## EXTRACT TO READ
━━━━━━━━━━━━━━━━━━━━━━━━━━━━━━
A quality improvement program was implemented by the NYU Perlmutter Cancer Center Clinical Trials Office with the goal of expanding therapeutic trial enrollment at an affiliated public hospital, Bellevue Cancer Center (BCC). Using the electronic medical record, cancer registries, and conferences, 1 employee manually prescreened patients for the initiative with the objective of identifying eligible patients for therapeutic trials and those who subsequently enrolled.

A total of 31 patients were registered in therapeutic clinical trials at BCC during the 2-year period preceding the prescreening program. From July 2017 to July 2019, 255 patients were identified, of which more than half (56.1%) were enrolled in trials. Furthermore, 55 patients from the cohort who opted to enroll were referred to NYU for trials not available at BCC. This population of enrolled patients was diverse; of the 143 patients who were enrolled (median age, 55 years), >64% were female, 56% were non-white, and 57% were not English speaking, representing 16 languages. The top 3 disease groups were breast, gastrointestinal, and thoracic cancer, and 83% of the patients lived in low-income areas, with 62% in both low-income and health professional shortage areas.
━━━━━━━━━━━━━━━━━━━━━━━━━━━━━━
[Records from a data source]
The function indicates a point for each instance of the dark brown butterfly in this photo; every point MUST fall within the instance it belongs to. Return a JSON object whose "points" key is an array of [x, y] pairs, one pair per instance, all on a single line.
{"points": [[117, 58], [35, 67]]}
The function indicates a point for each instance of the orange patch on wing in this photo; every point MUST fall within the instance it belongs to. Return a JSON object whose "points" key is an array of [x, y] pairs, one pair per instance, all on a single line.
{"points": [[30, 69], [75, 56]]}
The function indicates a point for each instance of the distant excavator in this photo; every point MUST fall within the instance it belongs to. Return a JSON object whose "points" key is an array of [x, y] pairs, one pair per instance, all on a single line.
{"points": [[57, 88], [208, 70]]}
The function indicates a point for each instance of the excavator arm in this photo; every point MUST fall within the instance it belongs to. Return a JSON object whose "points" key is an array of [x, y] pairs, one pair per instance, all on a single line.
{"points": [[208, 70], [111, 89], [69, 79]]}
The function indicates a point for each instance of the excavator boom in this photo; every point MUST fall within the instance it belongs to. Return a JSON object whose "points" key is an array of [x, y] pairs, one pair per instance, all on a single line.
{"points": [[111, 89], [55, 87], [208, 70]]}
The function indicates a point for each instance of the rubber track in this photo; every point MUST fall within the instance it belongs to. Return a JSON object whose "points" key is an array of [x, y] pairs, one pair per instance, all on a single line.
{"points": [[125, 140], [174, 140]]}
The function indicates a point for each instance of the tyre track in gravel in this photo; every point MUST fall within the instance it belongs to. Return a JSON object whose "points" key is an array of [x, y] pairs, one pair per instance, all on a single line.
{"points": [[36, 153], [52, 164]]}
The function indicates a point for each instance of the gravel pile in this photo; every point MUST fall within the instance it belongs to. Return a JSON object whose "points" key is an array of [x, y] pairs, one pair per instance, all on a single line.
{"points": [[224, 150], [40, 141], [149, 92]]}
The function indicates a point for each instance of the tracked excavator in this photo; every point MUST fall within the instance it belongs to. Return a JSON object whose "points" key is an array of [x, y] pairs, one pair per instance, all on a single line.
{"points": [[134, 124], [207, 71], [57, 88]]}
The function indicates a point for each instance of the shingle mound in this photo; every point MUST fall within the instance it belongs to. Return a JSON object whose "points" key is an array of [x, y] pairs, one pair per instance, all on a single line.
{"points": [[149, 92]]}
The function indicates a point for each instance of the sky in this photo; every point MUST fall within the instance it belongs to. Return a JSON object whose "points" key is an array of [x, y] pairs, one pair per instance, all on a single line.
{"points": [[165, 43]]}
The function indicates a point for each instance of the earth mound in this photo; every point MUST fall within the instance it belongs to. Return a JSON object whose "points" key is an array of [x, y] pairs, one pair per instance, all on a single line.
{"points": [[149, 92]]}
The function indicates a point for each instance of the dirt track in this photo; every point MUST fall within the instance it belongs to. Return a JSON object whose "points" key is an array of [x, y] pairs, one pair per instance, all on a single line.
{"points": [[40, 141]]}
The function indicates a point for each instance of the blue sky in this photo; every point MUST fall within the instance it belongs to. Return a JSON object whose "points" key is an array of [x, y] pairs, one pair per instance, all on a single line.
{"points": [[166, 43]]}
━━━━━━━━━━━━━━━━━━━━━━━━━━━━━━
## YOUR TASKS
1. In the passage on cancer trial enrollment, how many patients were identified from July 2017 to July 2019?
2. Carry on the passage on cancer trial enrollment, picking up after its last sentence.
The records are separate material, apart from the text.

## SET OF ANSWERS
1. 255 patients were identified.

2.
A 4.6-fold increase in accruals resulted from designating a single employee to conduct screening, suggesting that in limited resource settings, therapeutic trial enrollment provides broader access to clinical trials for underserved populations.

Source:

Wu JJ, Yakubov A, Hay MMA, et al. Pre-screening as a tool for increasing oncology trial enrollment. Presented at: American Society of Clinical Oncology 2021 Annual Meeting, June 4-8. Abstract 1577.